Transcribe all of the records precisely as they are presented.
>> Begin DATA PROVIDED
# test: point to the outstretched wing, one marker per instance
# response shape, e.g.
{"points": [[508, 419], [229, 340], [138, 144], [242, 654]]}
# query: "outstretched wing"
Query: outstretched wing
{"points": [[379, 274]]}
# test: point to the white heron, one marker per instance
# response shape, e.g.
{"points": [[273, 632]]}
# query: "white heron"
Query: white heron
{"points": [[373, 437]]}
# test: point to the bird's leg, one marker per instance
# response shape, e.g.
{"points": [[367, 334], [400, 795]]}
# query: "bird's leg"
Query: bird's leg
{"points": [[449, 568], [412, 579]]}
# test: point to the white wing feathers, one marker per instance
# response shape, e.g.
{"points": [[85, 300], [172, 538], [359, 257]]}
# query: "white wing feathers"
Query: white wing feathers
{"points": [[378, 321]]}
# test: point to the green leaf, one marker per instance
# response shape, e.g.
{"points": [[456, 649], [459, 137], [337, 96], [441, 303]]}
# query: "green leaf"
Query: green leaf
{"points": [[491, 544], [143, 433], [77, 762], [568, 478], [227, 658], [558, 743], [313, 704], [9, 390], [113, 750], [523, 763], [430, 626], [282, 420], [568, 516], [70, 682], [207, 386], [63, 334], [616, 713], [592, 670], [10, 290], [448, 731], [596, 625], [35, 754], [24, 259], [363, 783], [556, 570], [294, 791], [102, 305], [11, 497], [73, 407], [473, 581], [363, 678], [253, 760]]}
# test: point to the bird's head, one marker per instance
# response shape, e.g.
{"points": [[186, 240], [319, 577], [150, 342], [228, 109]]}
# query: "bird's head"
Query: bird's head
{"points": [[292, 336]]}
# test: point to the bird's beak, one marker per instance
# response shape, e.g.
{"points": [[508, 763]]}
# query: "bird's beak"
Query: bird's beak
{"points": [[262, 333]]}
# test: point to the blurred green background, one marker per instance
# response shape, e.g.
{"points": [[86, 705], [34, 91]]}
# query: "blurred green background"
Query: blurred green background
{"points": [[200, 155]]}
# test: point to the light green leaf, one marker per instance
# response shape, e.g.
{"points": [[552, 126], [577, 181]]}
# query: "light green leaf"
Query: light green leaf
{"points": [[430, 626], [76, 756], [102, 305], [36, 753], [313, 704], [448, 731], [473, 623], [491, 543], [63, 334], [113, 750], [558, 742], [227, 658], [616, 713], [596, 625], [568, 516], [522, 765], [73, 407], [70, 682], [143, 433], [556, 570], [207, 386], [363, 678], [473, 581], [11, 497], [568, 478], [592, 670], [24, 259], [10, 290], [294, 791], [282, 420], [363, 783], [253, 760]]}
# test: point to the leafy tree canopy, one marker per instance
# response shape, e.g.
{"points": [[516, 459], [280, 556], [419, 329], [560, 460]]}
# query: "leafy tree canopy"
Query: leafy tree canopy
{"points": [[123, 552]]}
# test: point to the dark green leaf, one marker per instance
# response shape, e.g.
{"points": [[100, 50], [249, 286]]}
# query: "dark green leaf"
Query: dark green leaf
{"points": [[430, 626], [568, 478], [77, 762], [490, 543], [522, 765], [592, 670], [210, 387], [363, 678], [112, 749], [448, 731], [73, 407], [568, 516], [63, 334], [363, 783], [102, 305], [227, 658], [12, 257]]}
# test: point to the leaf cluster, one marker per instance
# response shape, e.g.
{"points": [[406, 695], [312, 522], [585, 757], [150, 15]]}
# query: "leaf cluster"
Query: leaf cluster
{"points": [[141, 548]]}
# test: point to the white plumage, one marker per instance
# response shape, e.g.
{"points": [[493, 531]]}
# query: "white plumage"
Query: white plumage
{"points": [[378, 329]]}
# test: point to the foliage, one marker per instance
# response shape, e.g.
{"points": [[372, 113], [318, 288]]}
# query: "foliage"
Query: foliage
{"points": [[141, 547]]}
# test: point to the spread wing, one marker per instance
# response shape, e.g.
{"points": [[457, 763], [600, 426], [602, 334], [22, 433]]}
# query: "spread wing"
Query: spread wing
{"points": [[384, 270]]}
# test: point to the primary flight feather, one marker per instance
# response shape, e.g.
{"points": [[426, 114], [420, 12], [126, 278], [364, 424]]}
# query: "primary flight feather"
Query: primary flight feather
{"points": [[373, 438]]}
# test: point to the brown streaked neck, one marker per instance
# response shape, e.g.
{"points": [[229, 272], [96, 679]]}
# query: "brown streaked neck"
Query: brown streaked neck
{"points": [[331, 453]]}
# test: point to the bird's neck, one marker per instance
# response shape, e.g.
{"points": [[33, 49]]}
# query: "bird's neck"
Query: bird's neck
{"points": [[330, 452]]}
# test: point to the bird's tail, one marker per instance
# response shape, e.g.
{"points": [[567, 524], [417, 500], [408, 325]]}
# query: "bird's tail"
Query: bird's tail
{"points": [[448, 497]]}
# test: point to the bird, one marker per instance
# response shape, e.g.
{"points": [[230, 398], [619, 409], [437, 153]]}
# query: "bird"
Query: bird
>> End DATA PROVIDED
## THE OUTPUT
# test: point to the outstretched wing, one marker per instance
# response shape, e.g.
{"points": [[508, 419], [229, 340], [138, 144], [242, 654]]}
# query: "outstretched wing"
Query: outstretched wing
{"points": [[379, 274]]}
# test: point to the white heron, one marker per instance
# response shape, e.g.
{"points": [[273, 632]]}
# query: "white heron"
Query: white heron
{"points": [[373, 437]]}
# test: point to the bird's leg, one marker per instance
# response shape, e.g.
{"points": [[367, 334], [400, 795]]}
# query: "bird's leg"
Query: bird's leg
{"points": [[449, 568], [412, 579]]}
# test: point to the white wing feathers, one marker per instance
# response shape, e.g.
{"points": [[85, 300], [172, 538], [359, 257]]}
# query: "white wing feathers"
Query: white wing feathers
{"points": [[378, 321]]}
# test: point to the green leaf, one marker per instance
# response shape, e.g.
{"points": [[456, 649], [459, 137], [337, 96], [441, 303]]}
# query: "green leaf"
Query: green leaf
{"points": [[491, 544], [143, 433], [77, 762], [568, 478], [227, 658], [558, 743], [313, 704], [9, 390], [113, 750], [523, 763], [430, 626], [282, 420], [568, 516], [70, 682], [207, 386], [63, 334], [616, 713], [592, 670], [10, 290], [448, 731], [596, 625], [35, 754], [24, 259], [363, 783], [556, 570], [294, 791], [102, 305], [11, 497], [73, 407], [473, 581], [363, 678], [253, 760]]}
# test: point to the bird's head, one marker per instance
# response shape, e.g.
{"points": [[186, 240], [319, 577], [150, 342], [228, 109]]}
# query: "bird's head"
Query: bird's head
{"points": [[292, 336]]}
# test: point to the bird's beak, one marker per instance
# response shape, e.g.
{"points": [[508, 763]]}
# query: "bird's beak"
Query: bird's beak
{"points": [[262, 333]]}
# test: point to the blurred green background, one marker per instance
# response shape, e.g.
{"points": [[86, 705], [34, 91]]}
# query: "blurred green background"
Query: blurred green background
{"points": [[200, 155]]}
# test: point to the light green leaf, one marker per instance
# response shape, e.g.
{"points": [[552, 126], [577, 181]]}
# query: "light green leaf"
Query: light green leaf
{"points": [[430, 626], [76, 756], [102, 305], [36, 753], [313, 704], [448, 731], [473, 623], [491, 543], [63, 334], [113, 750], [558, 742], [227, 658], [616, 713], [596, 625], [568, 516], [522, 765], [73, 407], [70, 682], [143, 433], [556, 570], [207, 386], [363, 678], [473, 581], [11, 497], [568, 478], [592, 670], [24, 259], [10, 290], [294, 791], [282, 420], [363, 783], [253, 760]]}
# test: point to the leafy tree canopy, one marker per instance
# response shape, e.g.
{"points": [[516, 459], [280, 556], [419, 329], [560, 460]]}
# query: "leafy tree canopy"
Query: leafy tree canopy
{"points": [[123, 552]]}
# test: point to the dark green leaf, one marker per instance
# response shape, e.g.
{"points": [[100, 50], [249, 286]]}
# query: "dark green leaf"
Query: dark green leaf
{"points": [[430, 626], [568, 478], [77, 762], [490, 543], [522, 765], [592, 670], [210, 387], [363, 678], [112, 749], [448, 731], [73, 407], [568, 516], [63, 334], [363, 783], [102, 305], [227, 658], [12, 257]]}
# test: point to the leaf cluster, one marker per instance
# response shape, e.g.
{"points": [[406, 695], [312, 522], [585, 757], [150, 15]]}
# query: "leaf cluster"
Query: leaf cluster
{"points": [[141, 548]]}
# test: point to the white plumage, one marker per instance
# response shape, e.g.
{"points": [[493, 531]]}
# query: "white plumage"
Query: white plumage
{"points": [[378, 329]]}
# test: point to the foliage, one marker per instance
# response shape, e.g.
{"points": [[372, 113], [318, 288]]}
# query: "foliage"
Query: foliage
{"points": [[141, 547]]}
# test: point to the spread wing, one marker per instance
# response shape, e.g.
{"points": [[457, 763], [600, 426], [602, 334], [22, 433]]}
# query: "spread wing"
Query: spread wing
{"points": [[384, 270]]}
# test: point to the primary flight feather, one marker per instance
# response shape, e.g.
{"points": [[426, 114], [420, 12], [126, 278], [364, 424]]}
# query: "primary flight feather"
Query: primary flight feather
{"points": [[373, 438]]}
# test: point to the brown streaked neck, one marker per instance
# response shape, e.g.
{"points": [[229, 272], [96, 679]]}
# query: "brown streaked neck"
Query: brown streaked neck
{"points": [[331, 453]]}
# test: point to the bird's neck, one marker per instance
# response shape, e.g.
{"points": [[33, 49]]}
# query: "bird's neck"
Query: bird's neck
{"points": [[330, 452]]}
# test: point to the bird's tail, one marker per instance
# response shape, e.g.
{"points": [[567, 524], [417, 500], [408, 325]]}
# query: "bird's tail"
Query: bird's tail
{"points": [[448, 497]]}
# test: point to the bird, one marker per instance
# response shape, e.g.
{"points": [[230, 398], [619, 409], [437, 153]]}
# query: "bird"
Query: bird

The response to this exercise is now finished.